# Start of RECORDED INFORMATION

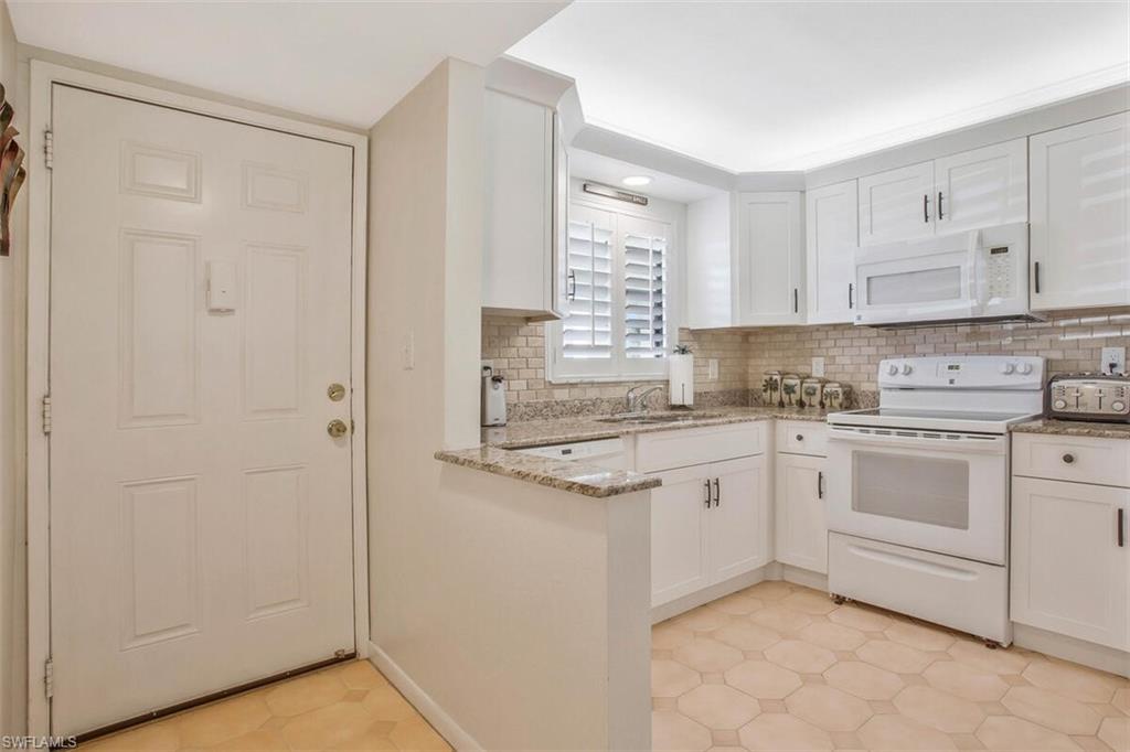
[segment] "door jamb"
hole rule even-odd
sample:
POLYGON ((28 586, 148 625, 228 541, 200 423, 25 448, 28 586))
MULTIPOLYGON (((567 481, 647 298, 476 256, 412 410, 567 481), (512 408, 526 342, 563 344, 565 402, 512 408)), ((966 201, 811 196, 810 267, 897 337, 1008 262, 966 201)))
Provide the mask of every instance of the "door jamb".
POLYGON ((362 133, 295 121, 211 99, 176 94, 41 60, 31 61, 27 193, 27 733, 51 733, 51 703, 44 692, 44 666, 51 657, 51 561, 49 437, 42 430, 43 396, 50 393, 51 173, 42 161, 51 123, 55 84, 174 107, 233 122, 320 139, 353 148, 353 248, 350 378, 353 422, 350 458, 353 501, 354 646, 368 653, 368 524, 365 456, 365 281, 368 191, 368 138, 362 133), (41 161, 34 161, 41 160, 41 161))

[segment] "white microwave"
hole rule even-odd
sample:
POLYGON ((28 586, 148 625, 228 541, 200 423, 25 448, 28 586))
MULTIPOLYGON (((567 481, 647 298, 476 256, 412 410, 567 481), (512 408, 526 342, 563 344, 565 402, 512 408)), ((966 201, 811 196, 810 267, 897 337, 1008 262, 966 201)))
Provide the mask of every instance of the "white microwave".
POLYGON ((854 282, 863 326, 1032 321, 1028 225, 859 248, 854 282))

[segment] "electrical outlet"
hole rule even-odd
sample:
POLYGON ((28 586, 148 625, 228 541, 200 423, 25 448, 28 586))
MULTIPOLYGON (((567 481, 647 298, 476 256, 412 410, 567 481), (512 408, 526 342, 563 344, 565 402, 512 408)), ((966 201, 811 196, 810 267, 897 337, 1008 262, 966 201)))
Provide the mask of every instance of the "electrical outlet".
POLYGON ((1098 358, 1098 373, 1101 374, 1123 374, 1127 369, 1125 348, 1103 348, 1103 355, 1098 358))

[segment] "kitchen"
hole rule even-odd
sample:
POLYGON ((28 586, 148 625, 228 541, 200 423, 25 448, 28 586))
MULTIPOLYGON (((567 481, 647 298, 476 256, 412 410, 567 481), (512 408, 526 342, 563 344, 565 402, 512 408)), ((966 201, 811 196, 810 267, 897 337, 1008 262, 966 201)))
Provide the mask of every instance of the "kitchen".
MULTIPOLYGON (((26 150, 54 163, 12 257, 28 559, 3 733, 1130 749, 1125 7, 981 3, 968 28, 931 3, 923 28, 911 3, 554 6, 397 10, 447 35, 441 62, 311 122, 53 36, 156 28, 128 8, 9 2, 26 150), (460 52, 457 10, 494 46, 460 52), (1038 45, 1003 41, 1022 23, 1038 45), (625 29, 678 53, 623 64, 625 29), (963 61, 928 102, 910 63, 937 38, 963 61), (811 59, 764 84, 786 43, 811 59), (228 195, 218 225, 192 213, 228 195), (121 244, 121 300, 86 243, 121 244), (207 642, 220 623, 243 641, 207 642)), ((408 33, 377 3, 318 12, 408 33)))

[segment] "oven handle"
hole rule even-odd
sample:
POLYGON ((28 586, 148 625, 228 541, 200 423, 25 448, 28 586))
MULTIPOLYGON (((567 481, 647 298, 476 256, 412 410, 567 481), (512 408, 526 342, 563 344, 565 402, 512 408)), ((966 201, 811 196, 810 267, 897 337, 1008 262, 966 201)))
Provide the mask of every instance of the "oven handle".
MULTIPOLYGON (((897 429, 892 429, 897 430, 897 429)), ((945 431, 922 431, 925 434, 938 434, 945 436, 945 431)), ((1008 451, 1008 439, 1005 436, 992 436, 988 438, 919 438, 913 436, 893 436, 875 434, 860 434, 850 428, 828 427, 829 441, 843 441, 845 444, 863 444, 868 446, 904 446, 914 449, 930 449, 938 452, 962 452, 964 454, 985 453, 1006 454, 1008 451)))

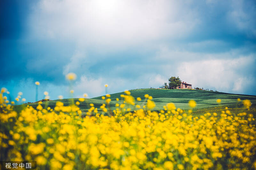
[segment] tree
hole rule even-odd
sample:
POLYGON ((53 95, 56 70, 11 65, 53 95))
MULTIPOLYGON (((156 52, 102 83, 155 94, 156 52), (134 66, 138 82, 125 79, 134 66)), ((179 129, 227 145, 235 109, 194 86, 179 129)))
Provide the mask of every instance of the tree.
POLYGON ((174 89, 178 86, 180 85, 181 83, 181 80, 179 78, 175 77, 171 77, 169 78, 169 88, 170 89, 174 89))
POLYGON ((167 83, 164 83, 164 87, 165 88, 165 89, 167 89, 169 88, 167 83))

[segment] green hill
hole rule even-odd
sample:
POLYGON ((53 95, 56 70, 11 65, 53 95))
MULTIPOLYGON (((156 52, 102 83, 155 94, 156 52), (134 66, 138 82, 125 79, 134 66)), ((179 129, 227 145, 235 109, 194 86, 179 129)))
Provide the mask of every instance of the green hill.
MULTIPOLYGON (((130 91, 131 95, 136 99, 140 97, 142 100, 141 101, 136 101, 136 104, 142 106, 146 104, 144 95, 148 94, 153 97, 152 100, 156 103, 156 107, 154 109, 159 110, 162 109, 163 107, 167 103, 172 102, 175 104, 177 107, 186 110, 189 108, 188 103, 191 100, 194 100, 197 103, 196 106, 194 109, 199 109, 210 108, 217 106, 228 106, 229 107, 237 107, 242 104, 240 101, 237 100, 238 98, 241 100, 249 99, 252 103, 252 107, 256 105, 256 96, 230 94, 221 92, 204 91, 199 90, 191 90, 188 89, 146 89, 134 90, 130 91), (220 103, 217 103, 216 100, 220 99, 221 101, 220 103)), ((116 103, 122 103, 122 99, 120 97, 121 94, 124 94, 124 92, 121 92, 111 94, 110 98, 111 101, 110 103, 111 108, 114 109, 116 103), (118 98, 119 101, 116 100, 118 98)), ((64 103, 64 106, 68 106, 72 102, 75 103, 78 101, 78 99, 64 99, 62 100, 55 100, 43 102, 42 106, 45 108, 49 107, 53 108, 55 107, 56 102, 60 101, 64 103), (74 101, 72 102, 72 100, 74 101)), ((89 104, 93 103, 95 107, 98 108, 99 110, 100 107, 104 103, 101 100, 101 96, 92 99, 86 99, 84 102, 80 102, 79 107, 82 111, 85 112, 90 108, 89 104)), ((35 103, 28 104, 33 107, 36 107, 38 103, 35 103)), ((134 106, 132 106, 133 108, 134 106)), ((130 107, 131 107, 130 106, 130 107)))

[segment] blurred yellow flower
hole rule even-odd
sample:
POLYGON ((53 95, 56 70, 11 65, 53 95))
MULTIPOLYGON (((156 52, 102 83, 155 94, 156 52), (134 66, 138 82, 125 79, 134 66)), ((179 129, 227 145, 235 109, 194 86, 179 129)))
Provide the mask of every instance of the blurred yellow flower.
POLYGON ((5 92, 7 91, 7 89, 5 87, 2 87, 1 88, 1 93, 5 92))
POLYGON ((69 73, 66 75, 66 78, 68 80, 74 80, 76 79, 76 75, 74 73, 69 73))

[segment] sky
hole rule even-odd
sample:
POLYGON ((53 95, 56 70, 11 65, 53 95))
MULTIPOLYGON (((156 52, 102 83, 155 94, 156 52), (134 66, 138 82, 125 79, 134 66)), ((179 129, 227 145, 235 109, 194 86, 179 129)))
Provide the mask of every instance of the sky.
POLYGON ((256 95, 254 0, 0 1, 0 86, 27 101, 158 88, 256 95), (77 75, 72 84, 65 75, 77 75))

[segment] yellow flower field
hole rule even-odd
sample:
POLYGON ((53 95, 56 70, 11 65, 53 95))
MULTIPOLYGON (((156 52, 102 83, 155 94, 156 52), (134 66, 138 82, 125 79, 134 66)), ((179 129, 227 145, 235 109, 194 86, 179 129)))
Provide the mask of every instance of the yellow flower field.
MULTIPOLYGON (((101 113, 91 104, 82 117, 83 99, 69 106, 58 102, 54 109, 39 102, 36 109, 27 106, 17 113, 1 92, 0 159, 36 160, 40 170, 255 168, 252 114, 225 109, 220 118, 209 112, 198 117, 172 103, 153 111, 152 97, 145 95, 147 104, 141 107, 125 93, 115 110, 108 107, 108 95, 101 113)), ((244 102, 247 109, 249 101, 244 102)))

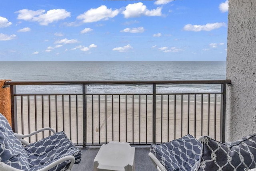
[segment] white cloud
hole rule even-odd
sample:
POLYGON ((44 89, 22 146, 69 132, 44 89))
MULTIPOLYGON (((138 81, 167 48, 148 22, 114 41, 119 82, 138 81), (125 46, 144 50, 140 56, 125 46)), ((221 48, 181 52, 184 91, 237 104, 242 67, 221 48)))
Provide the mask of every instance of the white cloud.
POLYGON ((219 9, 221 12, 226 12, 228 11, 228 0, 225 2, 222 2, 219 6, 219 9))
POLYGON ((82 31, 80 31, 80 33, 81 34, 83 34, 84 33, 86 33, 89 31, 92 31, 92 30, 93 30, 93 29, 90 28, 86 28, 83 30, 82 30, 82 31))
POLYGON ((226 27, 225 23, 208 23, 205 25, 192 25, 191 24, 186 25, 183 29, 185 31, 211 31, 221 27, 226 27))
POLYGON ((70 40, 68 40, 67 38, 62 39, 60 40, 57 40, 55 41, 54 42, 54 44, 57 43, 63 43, 63 44, 67 44, 67 43, 75 43, 78 42, 78 41, 76 39, 71 39, 70 40))
POLYGON ((9 27, 12 24, 9 22, 6 18, 0 16, 0 28, 4 28, 9 27))
POLYGON ((0 33, 0 41, 12 40, 15 39, 16 37, 16 35, 15 34, 12 34, 12 35, 9 35, 7 34, 0 33))
POLYGON ((48 46, 47 47, 47 49, 45 50, 45 51, 47 52, 50 52, 51 51, 52 51, 52 49, 54 49, 56 48, 58 48, 59 47, 62 47, 63 45, 56 45, 54 47, 53 47, 52 46, 48 46))
POLYGON ((90 48, 93 48, 93 47, 97 47, 97 45, 95 45, 94 44, 92 44, 91 45, 89 46, 89 47, 90 48))
POLYGON ((213 48, 216 48, 216 47, 217 47, 217 43, 211 43, 210 45, 209 45, 211 47, 212 47, 213 48))
POLYGON ((161 7, 157 7, 156 9, 149 10, 147 9, 146 6, 142 2, 138 2, 128 4, 122 14, 124 15, 125 18, 139 17, 142 16, 161 16, 161 7))
POLYGON ((80 50, 81 50, 81 51, 88 51, 90 49, 88 47, 83 47, 82 48, 80 49, 80 50))
POLYGON ((64 36, 64 35, 62 33, 54 33, 54 35, 56 36, 64 36))
POLYGON ((38 22, 40 25, 44 26, 70 17, 70 13, 64 9, 54 9, 48 11, 46 13, 45 12, 44 10, 33 11, 24 9, 16 12, 19 13, 17 19, 38 22))
POLYGON ((78 20, 82 20, 84 23, 96 22, 102 20, 108 20, 113 18, 118 14, 118 10, 112 10, 108 9, 104 5, 102 5, 97 8, 91 8, 76 18, 78 20))
POLYGON ((31 29, 30 28, 25 28, 18 30, 18 32, 27 32, 30 31, 31 31, 31 29))
POLYGON ((126 46, 123 46, 122 47, 115 47, 112 49, 112 51, 118 51, 120 52, 126 52, 130 49, 133 49, 132 47, 130 45, 128 44, 126 46))
POLYGON ((136 28, 126 28, 121 30, 121 32, 128 32, 130 33, 143 33, 145 31, 145 29, 143 27, 140 27, 136 28))
POLYGON ((60 47, 62 46, 63 45, 56 45, 55 46, 55 47, 54 47, 54 48, 58 48, 58 47, 60 47))
POLYGON ((168 47, 166 47, 166 46, 165 46, 164 47, 160 47, 159 49, 162 50, 164 50, 168 49, 168 47))
POLYGON ((157 0, 154 3, 155 5, 164 5, 172 1, 172 0, 157 0))
POLYGON ((163 51, 164 52, 178 52, 182 51, 181 49, 178 49, 175 47, 172 47, 169 49, 168 47, 165 46, 162 47, 160 47, 158 49, 159 50, 163 51))
POLYGON ((182 49, 177 48, 175 47, 172 47, 169 49, 164 51, 164 52, 178 52, 181 51, 182 51, 182 49))
POLYGON ((153 37, 160 37, 161 36, 161 33, 158 33, 157 34, 154 34, 153 35, 153 37))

# End of RECORDED INFORMATION

## OBJECTIVE
Can you rewrite everything from the start of the records down to and including the line containing "POLYGON ((854 282, 863" as a Markdown table with the columns Row and Line? Skip blank lines and leave the pictures out.

## TASK RESPONSE
| Row | Line |
|---|---|
| 1 | [segment] "door jamb" |
| 2 | hole rule even-odd |
| 3 | sample: |
| 4 | POLYGON ((28 586, 148 625, 228 541, 200 423, 25 448, 28 586)) |
| 5 | MULTIPOLYGON (((567 481, 647 298, 476 256, 412 410, 567 481), (512 408, 526 342, 563 344, 565 402, 512 408)), ((966 201, 811 196, 810 267, 897 337, 1008 262, 966 201))) |
| 6 | Provide the mask of every instance of the "door jamb". |
| 7 | POLYGON ((362 133, 295 121, 211 99, 176 94, 41 60, 31 61, 27 193, 27 733, 51 733, 51 703, 44 692, 44 666, 51 657, 51 561, 49 437, 42 430, 43 396, 50 393, 51 173, 42 161, 51 123, 55 84, 174 107, 233 122, 320 139, 353 148, 353 248, 350 378, 353 422, 350 458, 353 501, 354 646, 368 653, 368 524, 365 456, 365 281, 368 191, 368 138, 362 133), (41 161, 34 161, 41 160, 41 161)) |
| 8 | [segment] "white microwave" |
| 9 | hole rule even-odd |
| 10 | sample: |
| 11 | POLYGON ((28 586, 148 625, 228 541, 200 423, 25 448, 28 586)) |
| 12 | MULTIPOLYGON (((567 481, 647 298, 476 256, 412 410, 567 481), (512 408, 526 342, 563 344, 565 402, 512 408)), ((966 201, 811 196, 810 267, 897 337, 1008 262, 966 201))) |
| 13 | Provide the mask of every instance of the "white microwave". |
| 14 | POLYGON ((854 282, 863 326, 1032 321, 1028 225, 859 248, 854 282)) |